━━━ DATASET

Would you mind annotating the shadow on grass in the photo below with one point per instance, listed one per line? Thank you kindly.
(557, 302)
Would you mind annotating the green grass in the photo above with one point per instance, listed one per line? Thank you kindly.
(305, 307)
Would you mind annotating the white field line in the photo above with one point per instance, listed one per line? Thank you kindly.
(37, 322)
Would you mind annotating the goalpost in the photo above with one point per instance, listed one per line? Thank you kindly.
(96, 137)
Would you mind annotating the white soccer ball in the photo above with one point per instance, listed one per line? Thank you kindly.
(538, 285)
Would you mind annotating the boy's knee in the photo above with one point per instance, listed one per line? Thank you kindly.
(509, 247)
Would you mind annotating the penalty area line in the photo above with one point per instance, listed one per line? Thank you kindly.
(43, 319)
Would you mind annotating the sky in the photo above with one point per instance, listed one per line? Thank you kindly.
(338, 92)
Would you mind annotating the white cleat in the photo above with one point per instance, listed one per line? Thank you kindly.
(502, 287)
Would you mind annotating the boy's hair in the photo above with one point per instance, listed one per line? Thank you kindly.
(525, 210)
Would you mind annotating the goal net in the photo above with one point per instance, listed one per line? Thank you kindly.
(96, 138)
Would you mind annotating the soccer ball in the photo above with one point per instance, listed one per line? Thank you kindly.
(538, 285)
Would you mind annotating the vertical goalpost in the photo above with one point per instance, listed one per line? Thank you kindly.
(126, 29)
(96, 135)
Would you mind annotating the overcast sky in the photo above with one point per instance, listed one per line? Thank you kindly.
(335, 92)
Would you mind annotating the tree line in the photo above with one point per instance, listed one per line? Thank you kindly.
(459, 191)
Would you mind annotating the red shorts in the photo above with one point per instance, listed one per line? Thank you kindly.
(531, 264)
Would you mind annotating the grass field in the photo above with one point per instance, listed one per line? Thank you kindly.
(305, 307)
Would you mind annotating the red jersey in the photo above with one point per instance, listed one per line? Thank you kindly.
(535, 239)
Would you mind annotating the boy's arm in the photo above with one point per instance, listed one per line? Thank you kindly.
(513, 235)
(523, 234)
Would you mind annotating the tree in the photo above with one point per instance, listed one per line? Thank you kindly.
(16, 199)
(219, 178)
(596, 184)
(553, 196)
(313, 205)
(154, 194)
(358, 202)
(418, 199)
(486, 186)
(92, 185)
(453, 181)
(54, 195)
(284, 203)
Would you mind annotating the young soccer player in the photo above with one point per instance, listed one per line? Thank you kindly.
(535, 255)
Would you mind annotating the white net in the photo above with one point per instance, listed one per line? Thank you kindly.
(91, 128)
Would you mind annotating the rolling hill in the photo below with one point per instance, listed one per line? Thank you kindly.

━━━━━━

STATED PROBLEM: Convert every line of the rows above into a JSON list of strings, one string per line, omitting any blank lines.

SOLUTION:
[
  "Would you mind annotating the shadow on grass in the photo below with one point per instance, listed one per line? Thank you kindly.",
  "(557, 302)",
  "Would you mind annotating the green grass in the photo above with one point per instance, listed one per line? Thank you kindly.",
  "(305, 307)",
  "Would you mind annotating the white field line in the photo above with one point per instance, listed one per line? Thank you kindly.",
  "(37, 322)",
  "Would you mind annotating the goalpost in the photo above with one point per instance, listed one per line? Thank you kindly.",
  "(96, 137)",
  "Would you mind annotating the white soccer ball in the photo above with one point per instance, listed one per line? Thank you kindly.",
  "(538, 285)",
  "Would you mind annotating the boy's knee in the photo above with one point per instance, listed one per line? Thank you kindly.",
  "(509, 247)",
  "Would you mind annotating the penalty area line in the photo above with one point per instance, listed one per line? Thank you kindly.",
  "(43, 319)",
  "Would you mind annotating the sky in the photo above with one point per instance, listed one per line? Thank you kindly.",
  "(338, 92)",
  "Would you mind annotating the white cleat in the photo above with one point per instance, listed one per line? Thank you kindly.",
  "(502, 287)",
  "Would you mind annotating the boy's hair in the photo above with one point per instance, listed one per line? Thank you kindly.",
  "(525, 210)",
  "Would you mind annotating the goal net in the photo above with one point per instance, listed one per line? Thank you kindly.",
  "(96, 138)",
  "Would you mind annotating the soccer ball in the photo above with one point per instance, listed one per line? Thank you kindly.",
  "(538, 285)",
  "Would you mind annotating the vertical goalpost in the photo above with one point per instance, listed one per line? Thank you kindly.",
  "(126, 29)",
  "(96, 135)",
  "Would you mind annotating the overcast sky in the photo above with one point per instance, listed one per line? Thank you kindly.",
  "(335, 92)",
  "Would you mind annotating the tree line in the photo above with one point per instance, listed one per line? Thank you kindly.",
  "(459, 191)",
  "Would you mind annotating the red shorts in the photo above with one point per instance, listed one per line? Thank you kindly.",
  "(531, 264)",
  "Would you mind annotating the grass field in the photo above with one point per instance, listed one per line? Thank you kindly.",
  "(305, 307)",
  "Would you mind annotating the red jersey in the photo above with one point per instance, listed one per line? Thank you kindly.",
  "(535, 239)",
  "Would you mind annotating the boy's arm in the photo above with one point per instance, listed one per line? Thank you kindly.",
  "(513, 235)",
  "(523, 234)",
  "Would you mind annotating the tree in the photo above with one point per instance, listed one per line? Thank you kindly.",
  "(16, 199)",
  "(219, 178)",
  "(596, 184)",
  "(553, 196)",
  "(313, 205)",
  "(154, 194)",
  "(358, 202)",
  "(418, 199)",
  "(486, 186)",
  "(92, 185)",
  "(453, 181)",
  "(54, 195)",
  "(284, 203)",
  "Would you mind annotating the young soccer player in the photo above with one point per instance, listed one per line? Thank you kindly.",
  "(535, 255)",
  "Would you mind annotating the white net in the photo above with one point per instance, listed one per line? Thank you kindly.",
  "(91, 128)",
  "Would you mind annotating the rolling hill in the photo below with one point per instance, listed one per line? Thank you kindly."
]